* **REQUIREMENTS**
Write out precisely the lines beginning with the line that contains "One keypoint belongs on each instance. Annotate the car roof" and ending with the last line of the entries, and no other lines.

* **MATERIAL SUPPLIED**
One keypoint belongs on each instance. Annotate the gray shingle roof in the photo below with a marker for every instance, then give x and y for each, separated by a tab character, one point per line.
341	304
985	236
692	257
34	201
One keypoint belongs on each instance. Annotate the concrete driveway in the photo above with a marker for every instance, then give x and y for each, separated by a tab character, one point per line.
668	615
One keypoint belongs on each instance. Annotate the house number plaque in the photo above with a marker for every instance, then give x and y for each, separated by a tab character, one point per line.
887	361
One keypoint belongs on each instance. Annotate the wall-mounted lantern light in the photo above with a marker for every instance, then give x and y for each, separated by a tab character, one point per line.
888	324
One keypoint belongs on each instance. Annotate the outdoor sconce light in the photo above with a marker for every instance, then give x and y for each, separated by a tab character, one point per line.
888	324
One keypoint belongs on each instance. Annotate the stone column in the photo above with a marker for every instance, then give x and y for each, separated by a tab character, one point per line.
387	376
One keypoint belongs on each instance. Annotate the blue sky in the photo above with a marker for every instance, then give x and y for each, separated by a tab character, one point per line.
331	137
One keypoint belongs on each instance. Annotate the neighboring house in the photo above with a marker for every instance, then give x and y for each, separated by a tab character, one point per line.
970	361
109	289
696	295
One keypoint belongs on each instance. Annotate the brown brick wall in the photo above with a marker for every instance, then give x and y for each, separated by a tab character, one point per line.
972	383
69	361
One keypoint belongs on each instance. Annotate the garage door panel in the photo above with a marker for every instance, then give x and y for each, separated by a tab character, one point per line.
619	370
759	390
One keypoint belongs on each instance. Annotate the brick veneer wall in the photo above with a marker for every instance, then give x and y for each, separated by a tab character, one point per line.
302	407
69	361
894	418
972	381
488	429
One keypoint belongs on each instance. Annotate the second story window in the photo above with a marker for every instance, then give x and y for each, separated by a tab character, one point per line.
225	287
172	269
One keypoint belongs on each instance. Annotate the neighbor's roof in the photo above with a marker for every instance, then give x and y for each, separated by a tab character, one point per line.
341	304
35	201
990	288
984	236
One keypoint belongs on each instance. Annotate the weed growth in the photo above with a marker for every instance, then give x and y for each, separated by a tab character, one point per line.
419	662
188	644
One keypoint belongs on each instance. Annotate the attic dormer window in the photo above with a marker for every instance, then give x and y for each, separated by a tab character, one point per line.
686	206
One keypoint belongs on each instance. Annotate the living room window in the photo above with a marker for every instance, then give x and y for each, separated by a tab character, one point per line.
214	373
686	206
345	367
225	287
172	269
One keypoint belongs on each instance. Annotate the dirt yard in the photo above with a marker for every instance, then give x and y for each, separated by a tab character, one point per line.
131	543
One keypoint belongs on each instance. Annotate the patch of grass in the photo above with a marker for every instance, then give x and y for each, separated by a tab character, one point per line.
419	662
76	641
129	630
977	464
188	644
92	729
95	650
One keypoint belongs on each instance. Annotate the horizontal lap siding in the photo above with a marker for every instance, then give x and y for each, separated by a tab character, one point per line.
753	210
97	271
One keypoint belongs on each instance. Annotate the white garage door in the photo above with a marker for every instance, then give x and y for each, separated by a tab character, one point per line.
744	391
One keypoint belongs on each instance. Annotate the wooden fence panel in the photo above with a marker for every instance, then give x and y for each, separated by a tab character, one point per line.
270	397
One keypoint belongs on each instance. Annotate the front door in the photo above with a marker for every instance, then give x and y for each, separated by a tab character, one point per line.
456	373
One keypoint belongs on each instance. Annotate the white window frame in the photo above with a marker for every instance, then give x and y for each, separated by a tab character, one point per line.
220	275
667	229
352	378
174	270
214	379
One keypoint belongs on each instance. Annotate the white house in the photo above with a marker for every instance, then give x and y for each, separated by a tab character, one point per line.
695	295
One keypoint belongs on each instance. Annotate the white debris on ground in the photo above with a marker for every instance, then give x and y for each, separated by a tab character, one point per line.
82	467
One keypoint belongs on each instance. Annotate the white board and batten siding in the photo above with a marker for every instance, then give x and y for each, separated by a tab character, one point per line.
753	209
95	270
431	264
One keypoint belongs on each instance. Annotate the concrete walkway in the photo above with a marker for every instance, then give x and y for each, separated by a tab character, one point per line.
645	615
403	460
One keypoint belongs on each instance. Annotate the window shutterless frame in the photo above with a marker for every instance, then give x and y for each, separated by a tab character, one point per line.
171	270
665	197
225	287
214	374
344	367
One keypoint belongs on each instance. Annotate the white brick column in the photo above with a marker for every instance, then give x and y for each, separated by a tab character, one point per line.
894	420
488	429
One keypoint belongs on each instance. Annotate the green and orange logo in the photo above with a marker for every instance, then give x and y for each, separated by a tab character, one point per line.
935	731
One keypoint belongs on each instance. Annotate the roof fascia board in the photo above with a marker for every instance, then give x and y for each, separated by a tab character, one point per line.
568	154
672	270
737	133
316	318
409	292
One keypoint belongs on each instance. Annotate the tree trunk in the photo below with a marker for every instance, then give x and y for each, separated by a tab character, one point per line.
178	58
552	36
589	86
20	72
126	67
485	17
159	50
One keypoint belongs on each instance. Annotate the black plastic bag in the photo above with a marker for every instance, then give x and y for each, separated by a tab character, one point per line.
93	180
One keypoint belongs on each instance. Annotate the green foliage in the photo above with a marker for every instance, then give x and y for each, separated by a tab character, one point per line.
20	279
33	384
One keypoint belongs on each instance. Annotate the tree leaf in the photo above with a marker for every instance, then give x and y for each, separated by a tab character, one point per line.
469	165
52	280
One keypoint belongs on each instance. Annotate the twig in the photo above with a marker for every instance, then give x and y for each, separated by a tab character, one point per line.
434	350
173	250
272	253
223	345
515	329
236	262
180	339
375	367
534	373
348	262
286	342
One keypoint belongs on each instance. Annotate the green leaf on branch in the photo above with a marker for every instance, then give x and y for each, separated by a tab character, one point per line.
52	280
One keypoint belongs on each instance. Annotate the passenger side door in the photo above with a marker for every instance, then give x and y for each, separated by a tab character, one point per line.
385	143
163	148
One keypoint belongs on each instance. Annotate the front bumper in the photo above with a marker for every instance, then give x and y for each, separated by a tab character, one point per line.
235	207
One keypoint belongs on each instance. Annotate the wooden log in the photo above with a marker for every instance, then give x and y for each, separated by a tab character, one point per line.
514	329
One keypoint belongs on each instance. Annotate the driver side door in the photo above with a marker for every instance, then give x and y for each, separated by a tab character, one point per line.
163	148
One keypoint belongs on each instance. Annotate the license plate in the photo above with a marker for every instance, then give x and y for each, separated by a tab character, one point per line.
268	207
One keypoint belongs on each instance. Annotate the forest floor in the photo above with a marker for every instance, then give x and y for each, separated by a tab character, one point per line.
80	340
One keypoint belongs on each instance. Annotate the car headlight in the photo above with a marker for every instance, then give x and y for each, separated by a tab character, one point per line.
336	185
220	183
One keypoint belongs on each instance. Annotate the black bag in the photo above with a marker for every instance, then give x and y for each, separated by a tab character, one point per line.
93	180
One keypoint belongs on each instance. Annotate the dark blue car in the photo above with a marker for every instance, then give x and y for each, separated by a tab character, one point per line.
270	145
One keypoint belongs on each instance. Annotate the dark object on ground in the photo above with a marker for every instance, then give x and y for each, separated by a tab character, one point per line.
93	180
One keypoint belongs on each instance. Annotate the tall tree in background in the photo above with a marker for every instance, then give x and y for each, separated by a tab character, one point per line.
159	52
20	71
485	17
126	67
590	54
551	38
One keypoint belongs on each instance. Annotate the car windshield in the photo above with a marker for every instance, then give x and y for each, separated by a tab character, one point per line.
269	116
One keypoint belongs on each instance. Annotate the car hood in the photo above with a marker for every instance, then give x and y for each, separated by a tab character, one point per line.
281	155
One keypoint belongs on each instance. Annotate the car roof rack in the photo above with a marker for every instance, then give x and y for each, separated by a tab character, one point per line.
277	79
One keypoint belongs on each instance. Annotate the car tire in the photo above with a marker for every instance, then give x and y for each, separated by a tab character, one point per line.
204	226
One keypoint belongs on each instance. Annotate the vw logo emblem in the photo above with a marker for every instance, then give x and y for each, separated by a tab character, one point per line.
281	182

* **OUTPUT BELOW**
One keypoint belongs on each instance. Annotate the car roof rack in the photo above with a marker for every instance, then give x and y for each, separated by a tab character, one point per line.
277	79
One keypoint belongs on each instance. Annotate the car tire in the photo above with a marker for every instance, then give x and y for each, separated by a tab character, one point per line.
204	226
One keypoint belongs on each instance. Annotate the vw logo emblem in the photo above with a marker for every instance, then give x and y for each, separated by a tab character, one point per line.
281	182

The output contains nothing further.